Task details: In the interview about the Watermill Theatre's Kiss Me, Kate, how many seats does the theatre have?

Text provided:
━━━━━━━━

An interview by Mel Cooper with the director Paul Hart about his new production of Cole Porter’s Kiss Me, Kate opening at the Watermill Theatre near Newbury at the end of July 2019.

Paul Hart is entering his fifth year as the artistic director of the magical Watermill Theatre situated a bit remotely near Newbury in deepest West Berkshire. This idyllically situated 220 seat theatre was founded about fifty years ago and is at the centre of some of the most innovative and influential productions of our times. Everything about it is unexpected. It punches, as they say, above its weight. 

Paul had a strong relationship with the theatre already, having worked with Ed Hall and his excellent Propeller Company there and then through directing some shows at the Watermill as a freelancer even before he was appointed to take over. He is not only an exciting, intelligent and utterly committed artistic director for this place but also one of its strongest talents as a director.

When we spoke, Paul was rehearsing his new version of Cole Porter’s classic musical Kiss Me, Kate. In that show the play within the play is Shakespeare’s The Taming of the Shrew and the context is given by a story about the backstage shenanigans happening during a performance of Shakespeare’s comedy. As with Paul’s very successful version of Sweet Charity last year, this production will be small scale by the standards of a Broadway show of the late 1940s and every performer will not only sing, dance and act but play an instrument, creating their own onstage band. That is the Watermill’s increasingly famous house style for approaching classic musicals.

The Watermill approach to putting on a musical made a huge impact in London and New York several years and the Watermill musical is a much-anticipated event these days. Paul is very excited about continuing this non-traditional, pared down approach to great music theatre pieces. We spoke about it at length when he was having a break from rehearsals.

Paul told me that he was extremely interested in the progression of musicals at the Watermill, how the new approach to the form can be worked, explored and developed.

━━━━━━━━

Data extract:

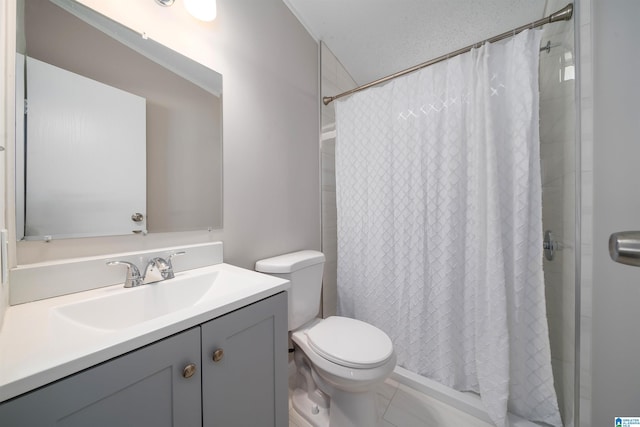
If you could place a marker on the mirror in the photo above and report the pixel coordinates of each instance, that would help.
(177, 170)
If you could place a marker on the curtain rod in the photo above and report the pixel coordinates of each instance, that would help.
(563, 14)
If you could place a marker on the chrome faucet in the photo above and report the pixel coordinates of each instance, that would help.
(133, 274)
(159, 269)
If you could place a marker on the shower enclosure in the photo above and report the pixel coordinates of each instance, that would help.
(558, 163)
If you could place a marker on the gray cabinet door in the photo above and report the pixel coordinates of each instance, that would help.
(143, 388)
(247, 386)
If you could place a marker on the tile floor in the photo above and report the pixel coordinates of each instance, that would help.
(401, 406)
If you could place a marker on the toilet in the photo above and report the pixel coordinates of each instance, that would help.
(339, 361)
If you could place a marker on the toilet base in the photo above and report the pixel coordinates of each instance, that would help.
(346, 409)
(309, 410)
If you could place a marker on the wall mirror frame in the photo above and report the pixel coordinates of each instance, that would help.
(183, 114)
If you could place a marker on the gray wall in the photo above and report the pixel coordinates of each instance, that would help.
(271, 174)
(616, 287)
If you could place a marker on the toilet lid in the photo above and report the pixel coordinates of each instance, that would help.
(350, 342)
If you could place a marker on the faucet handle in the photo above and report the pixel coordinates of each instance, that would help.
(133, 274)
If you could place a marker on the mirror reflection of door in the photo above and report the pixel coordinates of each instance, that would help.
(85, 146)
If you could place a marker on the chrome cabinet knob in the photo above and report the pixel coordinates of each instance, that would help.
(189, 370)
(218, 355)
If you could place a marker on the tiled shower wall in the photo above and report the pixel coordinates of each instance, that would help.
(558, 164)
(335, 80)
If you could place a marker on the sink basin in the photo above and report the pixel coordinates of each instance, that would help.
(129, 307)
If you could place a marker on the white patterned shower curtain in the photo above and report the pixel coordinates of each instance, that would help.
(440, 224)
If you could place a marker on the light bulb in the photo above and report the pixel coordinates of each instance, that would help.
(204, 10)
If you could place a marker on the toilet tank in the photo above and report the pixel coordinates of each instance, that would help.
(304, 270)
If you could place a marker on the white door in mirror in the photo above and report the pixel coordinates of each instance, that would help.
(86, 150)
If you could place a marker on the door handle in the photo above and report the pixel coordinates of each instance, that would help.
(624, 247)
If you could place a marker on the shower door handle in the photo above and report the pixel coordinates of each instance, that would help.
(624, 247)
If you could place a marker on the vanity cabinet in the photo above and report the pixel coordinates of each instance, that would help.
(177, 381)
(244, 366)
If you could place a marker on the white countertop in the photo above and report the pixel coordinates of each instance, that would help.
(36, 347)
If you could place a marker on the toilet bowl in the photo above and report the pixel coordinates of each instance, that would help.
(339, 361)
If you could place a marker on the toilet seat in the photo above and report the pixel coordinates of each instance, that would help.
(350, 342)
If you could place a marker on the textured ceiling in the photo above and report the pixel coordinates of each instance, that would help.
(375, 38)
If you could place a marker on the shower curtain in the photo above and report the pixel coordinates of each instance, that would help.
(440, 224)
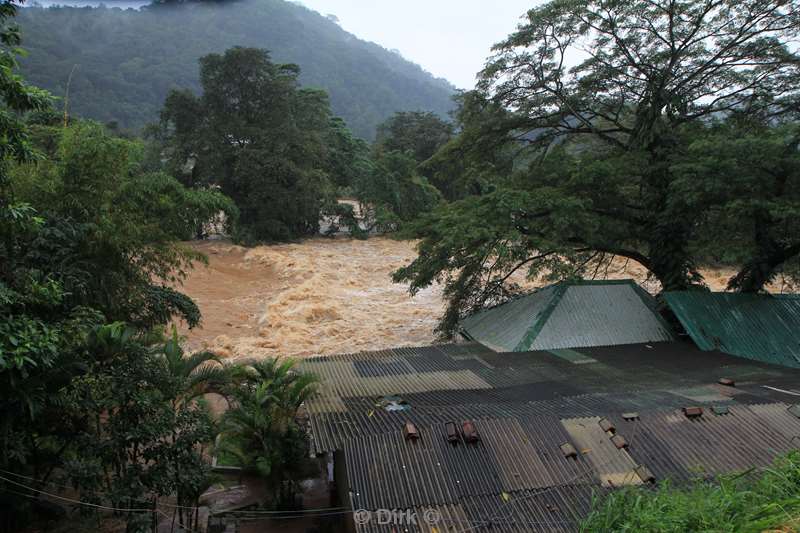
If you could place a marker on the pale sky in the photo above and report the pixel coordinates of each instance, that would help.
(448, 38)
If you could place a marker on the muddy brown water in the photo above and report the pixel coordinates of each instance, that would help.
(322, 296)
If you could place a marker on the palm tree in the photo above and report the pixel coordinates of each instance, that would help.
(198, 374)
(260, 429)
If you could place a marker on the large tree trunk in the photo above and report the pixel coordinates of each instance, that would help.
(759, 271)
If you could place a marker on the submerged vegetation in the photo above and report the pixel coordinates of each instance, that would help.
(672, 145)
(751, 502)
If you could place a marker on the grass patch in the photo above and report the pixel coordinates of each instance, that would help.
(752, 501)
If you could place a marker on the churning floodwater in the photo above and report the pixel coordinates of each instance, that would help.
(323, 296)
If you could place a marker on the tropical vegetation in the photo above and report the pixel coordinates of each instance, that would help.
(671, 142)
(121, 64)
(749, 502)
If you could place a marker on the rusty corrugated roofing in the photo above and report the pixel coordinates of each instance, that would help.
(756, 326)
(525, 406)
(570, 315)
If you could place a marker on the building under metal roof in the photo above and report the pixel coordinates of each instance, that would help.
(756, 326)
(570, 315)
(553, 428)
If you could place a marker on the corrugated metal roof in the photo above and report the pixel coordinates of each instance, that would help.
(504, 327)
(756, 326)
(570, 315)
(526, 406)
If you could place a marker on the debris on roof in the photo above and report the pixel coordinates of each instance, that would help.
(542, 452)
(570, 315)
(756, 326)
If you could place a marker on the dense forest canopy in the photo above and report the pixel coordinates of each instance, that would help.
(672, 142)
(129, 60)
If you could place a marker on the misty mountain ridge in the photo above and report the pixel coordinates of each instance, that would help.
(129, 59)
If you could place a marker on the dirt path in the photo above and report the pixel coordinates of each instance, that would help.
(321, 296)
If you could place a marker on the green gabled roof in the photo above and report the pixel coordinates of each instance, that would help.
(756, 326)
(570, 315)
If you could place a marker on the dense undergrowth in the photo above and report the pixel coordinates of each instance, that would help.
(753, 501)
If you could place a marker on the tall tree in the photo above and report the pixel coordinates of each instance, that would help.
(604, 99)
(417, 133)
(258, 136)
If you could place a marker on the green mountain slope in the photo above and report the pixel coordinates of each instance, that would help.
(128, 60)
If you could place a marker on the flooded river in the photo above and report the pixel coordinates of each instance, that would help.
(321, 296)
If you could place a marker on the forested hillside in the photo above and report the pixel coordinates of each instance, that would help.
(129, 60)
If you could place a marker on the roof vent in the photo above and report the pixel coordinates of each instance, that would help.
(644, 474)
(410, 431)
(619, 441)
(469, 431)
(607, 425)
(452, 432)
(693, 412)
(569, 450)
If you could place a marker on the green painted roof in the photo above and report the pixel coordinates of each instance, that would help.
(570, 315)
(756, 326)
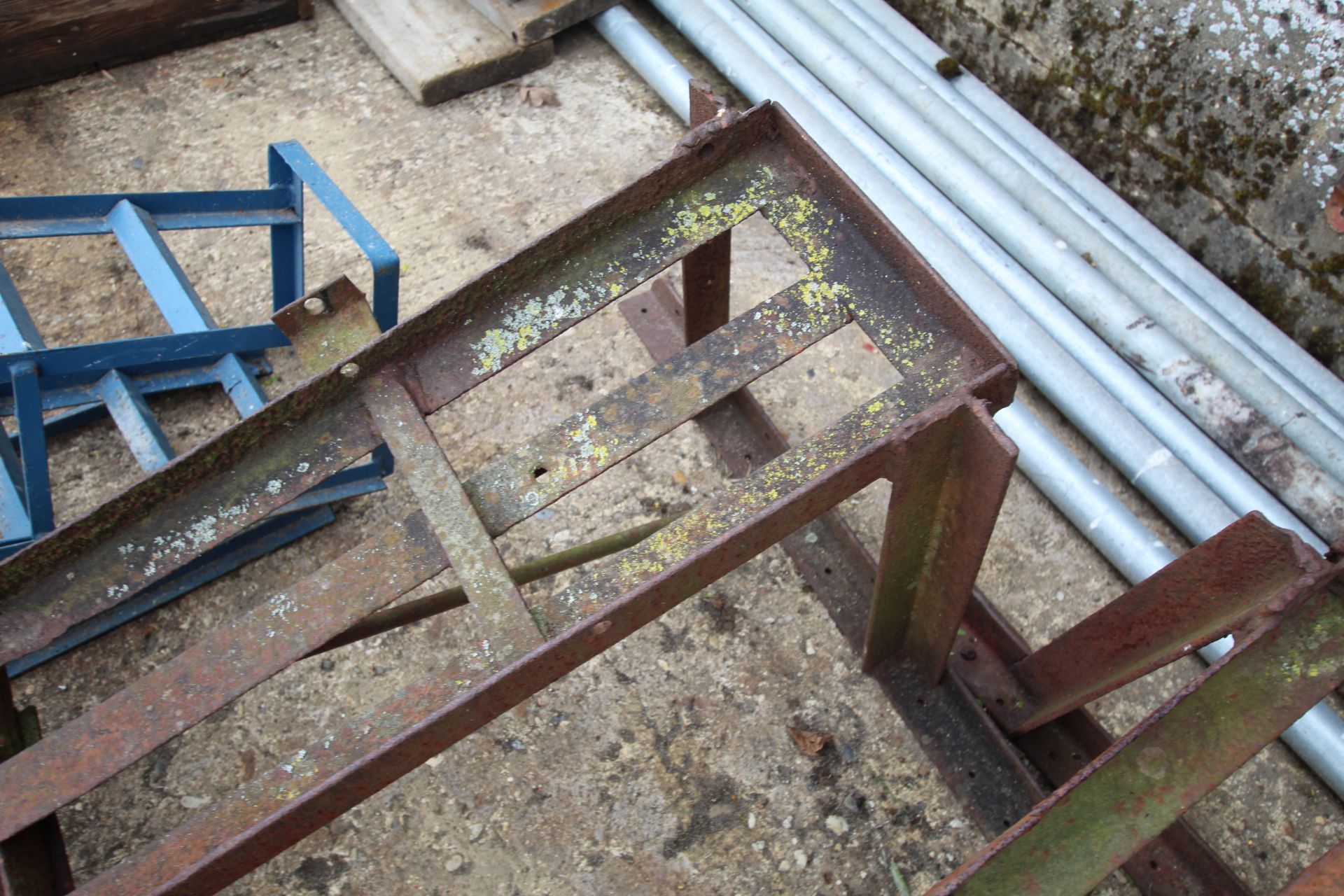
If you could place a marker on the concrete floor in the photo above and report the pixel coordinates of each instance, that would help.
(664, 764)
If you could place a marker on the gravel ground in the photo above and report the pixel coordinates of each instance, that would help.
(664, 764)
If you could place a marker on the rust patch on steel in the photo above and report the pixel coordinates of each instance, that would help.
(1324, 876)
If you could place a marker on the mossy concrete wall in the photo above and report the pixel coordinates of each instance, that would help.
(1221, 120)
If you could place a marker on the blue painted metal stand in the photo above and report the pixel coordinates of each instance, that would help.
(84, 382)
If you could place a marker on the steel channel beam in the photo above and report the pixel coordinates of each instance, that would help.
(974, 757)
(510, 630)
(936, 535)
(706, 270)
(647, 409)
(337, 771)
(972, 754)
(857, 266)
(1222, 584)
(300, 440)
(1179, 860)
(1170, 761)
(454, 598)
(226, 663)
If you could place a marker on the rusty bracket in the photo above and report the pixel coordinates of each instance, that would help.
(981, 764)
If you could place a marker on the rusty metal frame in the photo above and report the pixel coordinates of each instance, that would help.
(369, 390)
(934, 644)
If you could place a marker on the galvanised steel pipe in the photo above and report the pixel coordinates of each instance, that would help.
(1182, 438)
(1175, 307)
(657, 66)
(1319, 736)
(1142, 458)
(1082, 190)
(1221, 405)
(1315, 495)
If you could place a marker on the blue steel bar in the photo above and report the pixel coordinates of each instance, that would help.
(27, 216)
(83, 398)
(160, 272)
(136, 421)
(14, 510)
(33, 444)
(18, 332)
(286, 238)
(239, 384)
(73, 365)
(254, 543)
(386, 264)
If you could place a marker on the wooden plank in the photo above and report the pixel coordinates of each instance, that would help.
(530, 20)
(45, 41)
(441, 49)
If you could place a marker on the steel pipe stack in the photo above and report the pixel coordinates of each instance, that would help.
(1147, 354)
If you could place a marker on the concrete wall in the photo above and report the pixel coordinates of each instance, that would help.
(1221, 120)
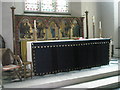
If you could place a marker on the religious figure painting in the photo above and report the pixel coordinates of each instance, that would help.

━━━━━━━━

Written solution: 220 seats.